• _What you are asked to do_
Print nothing but the lines below starting at the line that holds "Target: person in background" and ending at the line that holds "Can you find the officer in", including both, each exactly as written.

** Opening Task input block **

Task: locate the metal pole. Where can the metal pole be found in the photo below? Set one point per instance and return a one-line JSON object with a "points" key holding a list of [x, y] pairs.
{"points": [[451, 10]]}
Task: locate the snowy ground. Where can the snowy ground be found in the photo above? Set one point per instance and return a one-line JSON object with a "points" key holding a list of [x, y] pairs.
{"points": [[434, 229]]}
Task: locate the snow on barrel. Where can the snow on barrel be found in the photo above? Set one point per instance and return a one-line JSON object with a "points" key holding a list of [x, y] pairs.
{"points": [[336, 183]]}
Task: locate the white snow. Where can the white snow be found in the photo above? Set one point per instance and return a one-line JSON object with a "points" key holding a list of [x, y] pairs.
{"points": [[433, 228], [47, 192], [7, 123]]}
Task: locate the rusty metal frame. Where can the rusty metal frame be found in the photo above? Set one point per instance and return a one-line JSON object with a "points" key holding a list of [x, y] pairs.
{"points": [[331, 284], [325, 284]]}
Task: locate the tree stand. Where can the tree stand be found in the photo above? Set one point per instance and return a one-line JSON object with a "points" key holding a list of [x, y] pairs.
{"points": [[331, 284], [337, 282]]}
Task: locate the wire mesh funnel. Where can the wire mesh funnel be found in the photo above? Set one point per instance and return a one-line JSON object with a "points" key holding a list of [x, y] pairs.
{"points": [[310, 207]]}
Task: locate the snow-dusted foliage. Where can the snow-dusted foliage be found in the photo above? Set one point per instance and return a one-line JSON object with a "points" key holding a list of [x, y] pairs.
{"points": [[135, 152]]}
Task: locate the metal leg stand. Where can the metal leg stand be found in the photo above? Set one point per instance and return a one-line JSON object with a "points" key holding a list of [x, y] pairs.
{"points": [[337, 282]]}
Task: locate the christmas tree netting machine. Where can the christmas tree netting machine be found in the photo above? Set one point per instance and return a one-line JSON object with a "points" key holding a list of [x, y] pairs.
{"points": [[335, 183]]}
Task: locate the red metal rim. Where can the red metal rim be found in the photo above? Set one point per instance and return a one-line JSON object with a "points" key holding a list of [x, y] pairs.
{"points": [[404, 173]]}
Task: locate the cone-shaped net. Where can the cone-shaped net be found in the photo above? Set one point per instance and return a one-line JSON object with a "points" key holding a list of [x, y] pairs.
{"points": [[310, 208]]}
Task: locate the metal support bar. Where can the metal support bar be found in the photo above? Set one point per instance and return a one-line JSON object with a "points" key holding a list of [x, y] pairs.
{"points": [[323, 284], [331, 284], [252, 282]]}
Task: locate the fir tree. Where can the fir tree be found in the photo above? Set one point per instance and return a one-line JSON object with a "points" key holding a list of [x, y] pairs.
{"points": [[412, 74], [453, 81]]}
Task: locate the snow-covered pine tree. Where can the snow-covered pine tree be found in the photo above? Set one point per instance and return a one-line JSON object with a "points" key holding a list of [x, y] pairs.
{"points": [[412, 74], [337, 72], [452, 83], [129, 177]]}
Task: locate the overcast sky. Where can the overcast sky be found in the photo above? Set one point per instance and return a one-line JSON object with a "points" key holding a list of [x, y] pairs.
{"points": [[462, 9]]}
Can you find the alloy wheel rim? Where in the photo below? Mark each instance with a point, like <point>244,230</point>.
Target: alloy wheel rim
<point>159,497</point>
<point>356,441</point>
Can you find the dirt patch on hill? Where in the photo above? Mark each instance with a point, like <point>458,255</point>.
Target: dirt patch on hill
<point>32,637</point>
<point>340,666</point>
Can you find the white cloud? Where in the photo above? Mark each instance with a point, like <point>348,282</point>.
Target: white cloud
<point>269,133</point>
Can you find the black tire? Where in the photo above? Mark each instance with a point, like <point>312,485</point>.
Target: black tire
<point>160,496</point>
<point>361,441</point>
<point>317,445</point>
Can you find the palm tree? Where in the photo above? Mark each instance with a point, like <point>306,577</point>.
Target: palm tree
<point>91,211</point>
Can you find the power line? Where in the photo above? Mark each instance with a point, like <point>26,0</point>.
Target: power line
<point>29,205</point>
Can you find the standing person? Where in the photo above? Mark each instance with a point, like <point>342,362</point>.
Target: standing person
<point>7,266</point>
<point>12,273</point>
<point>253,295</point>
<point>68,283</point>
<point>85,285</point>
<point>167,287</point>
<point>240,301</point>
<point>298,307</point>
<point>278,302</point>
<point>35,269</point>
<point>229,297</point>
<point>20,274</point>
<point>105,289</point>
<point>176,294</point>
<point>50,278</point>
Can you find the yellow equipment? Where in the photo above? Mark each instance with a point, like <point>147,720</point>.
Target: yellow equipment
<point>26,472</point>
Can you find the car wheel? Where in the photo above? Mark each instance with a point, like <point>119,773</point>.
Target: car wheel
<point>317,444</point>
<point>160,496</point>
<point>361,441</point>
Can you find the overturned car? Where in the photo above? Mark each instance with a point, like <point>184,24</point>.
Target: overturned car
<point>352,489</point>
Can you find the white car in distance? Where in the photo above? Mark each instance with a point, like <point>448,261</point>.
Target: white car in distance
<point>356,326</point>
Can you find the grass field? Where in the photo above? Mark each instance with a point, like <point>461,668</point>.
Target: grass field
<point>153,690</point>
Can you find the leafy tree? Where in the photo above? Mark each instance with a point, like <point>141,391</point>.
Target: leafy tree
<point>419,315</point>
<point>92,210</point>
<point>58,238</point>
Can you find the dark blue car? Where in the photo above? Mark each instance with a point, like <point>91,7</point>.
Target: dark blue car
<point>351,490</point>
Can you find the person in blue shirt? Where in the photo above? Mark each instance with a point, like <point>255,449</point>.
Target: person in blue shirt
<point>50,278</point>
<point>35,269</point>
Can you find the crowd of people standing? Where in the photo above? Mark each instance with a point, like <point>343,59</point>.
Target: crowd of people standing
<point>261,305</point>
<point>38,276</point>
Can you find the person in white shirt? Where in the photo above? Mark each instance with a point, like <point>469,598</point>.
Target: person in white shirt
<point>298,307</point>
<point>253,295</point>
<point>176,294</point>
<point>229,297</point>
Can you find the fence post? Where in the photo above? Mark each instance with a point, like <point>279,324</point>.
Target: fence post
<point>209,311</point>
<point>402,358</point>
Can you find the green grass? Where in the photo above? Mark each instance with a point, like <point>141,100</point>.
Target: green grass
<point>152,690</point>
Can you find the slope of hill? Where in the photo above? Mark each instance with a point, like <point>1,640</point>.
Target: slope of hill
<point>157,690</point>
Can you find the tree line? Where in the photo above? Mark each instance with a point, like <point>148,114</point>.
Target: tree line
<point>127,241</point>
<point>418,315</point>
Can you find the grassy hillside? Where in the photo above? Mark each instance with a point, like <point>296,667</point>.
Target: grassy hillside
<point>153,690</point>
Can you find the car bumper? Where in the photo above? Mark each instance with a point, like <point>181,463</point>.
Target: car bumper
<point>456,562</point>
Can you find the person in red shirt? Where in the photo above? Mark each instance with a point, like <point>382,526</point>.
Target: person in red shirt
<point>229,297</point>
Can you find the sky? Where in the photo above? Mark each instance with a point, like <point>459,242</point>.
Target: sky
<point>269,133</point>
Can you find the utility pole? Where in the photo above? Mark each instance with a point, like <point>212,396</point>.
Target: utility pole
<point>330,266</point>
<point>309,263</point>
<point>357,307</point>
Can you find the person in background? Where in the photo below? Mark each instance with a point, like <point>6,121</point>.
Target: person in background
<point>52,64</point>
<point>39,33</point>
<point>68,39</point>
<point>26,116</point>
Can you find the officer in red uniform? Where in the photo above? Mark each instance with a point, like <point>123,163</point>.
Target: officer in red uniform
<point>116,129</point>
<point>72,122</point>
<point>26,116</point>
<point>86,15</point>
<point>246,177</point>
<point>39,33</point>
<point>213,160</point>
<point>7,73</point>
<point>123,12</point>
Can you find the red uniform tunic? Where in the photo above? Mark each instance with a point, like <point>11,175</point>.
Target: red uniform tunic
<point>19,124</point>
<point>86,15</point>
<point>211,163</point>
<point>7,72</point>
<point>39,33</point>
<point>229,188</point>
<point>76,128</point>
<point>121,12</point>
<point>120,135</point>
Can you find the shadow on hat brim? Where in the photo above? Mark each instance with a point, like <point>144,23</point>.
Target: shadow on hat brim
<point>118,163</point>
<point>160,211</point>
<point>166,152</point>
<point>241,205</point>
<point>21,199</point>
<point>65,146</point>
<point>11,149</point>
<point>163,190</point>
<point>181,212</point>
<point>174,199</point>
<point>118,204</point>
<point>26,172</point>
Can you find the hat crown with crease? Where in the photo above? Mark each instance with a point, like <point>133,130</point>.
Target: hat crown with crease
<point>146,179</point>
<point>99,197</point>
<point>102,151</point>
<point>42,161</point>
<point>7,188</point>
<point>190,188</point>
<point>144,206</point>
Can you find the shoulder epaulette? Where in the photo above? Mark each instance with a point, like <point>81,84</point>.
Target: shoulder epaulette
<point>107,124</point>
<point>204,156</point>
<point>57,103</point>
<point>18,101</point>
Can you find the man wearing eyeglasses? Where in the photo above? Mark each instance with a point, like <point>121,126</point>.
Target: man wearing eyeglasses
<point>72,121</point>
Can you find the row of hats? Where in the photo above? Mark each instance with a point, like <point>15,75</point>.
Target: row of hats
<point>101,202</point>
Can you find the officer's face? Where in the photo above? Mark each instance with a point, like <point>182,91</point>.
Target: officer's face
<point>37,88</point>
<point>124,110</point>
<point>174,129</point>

** Closing Task input block **
** Opening Task input block **

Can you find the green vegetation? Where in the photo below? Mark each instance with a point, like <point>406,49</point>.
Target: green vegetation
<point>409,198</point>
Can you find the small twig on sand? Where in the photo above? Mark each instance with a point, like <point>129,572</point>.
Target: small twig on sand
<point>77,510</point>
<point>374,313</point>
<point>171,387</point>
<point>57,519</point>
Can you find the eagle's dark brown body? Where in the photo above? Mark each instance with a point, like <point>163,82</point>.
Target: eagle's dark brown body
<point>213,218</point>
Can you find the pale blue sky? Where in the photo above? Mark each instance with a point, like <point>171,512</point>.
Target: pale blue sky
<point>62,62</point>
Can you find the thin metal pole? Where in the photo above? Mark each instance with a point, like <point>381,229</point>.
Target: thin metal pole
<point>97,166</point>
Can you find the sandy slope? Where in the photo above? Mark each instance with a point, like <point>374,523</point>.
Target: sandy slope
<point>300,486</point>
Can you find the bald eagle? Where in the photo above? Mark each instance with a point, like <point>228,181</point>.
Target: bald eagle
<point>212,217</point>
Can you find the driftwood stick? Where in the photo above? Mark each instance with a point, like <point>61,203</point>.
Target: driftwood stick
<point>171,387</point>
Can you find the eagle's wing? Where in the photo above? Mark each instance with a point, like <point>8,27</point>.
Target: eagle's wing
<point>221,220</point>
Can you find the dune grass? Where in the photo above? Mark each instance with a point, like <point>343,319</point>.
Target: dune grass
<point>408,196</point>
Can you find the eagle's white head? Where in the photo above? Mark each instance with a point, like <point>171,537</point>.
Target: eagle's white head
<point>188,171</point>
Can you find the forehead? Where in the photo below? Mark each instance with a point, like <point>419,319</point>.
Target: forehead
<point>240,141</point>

** Closing Task input block **

• _Output for this task_
Target: person in background
<point>52,64</point>
<point>39,33</point>
<point>68,39</point>
<point>26,116</point>
Can you find the officer in red uniform? Where in the photo above? Mark each instance with a point, like <point>123,163</point>.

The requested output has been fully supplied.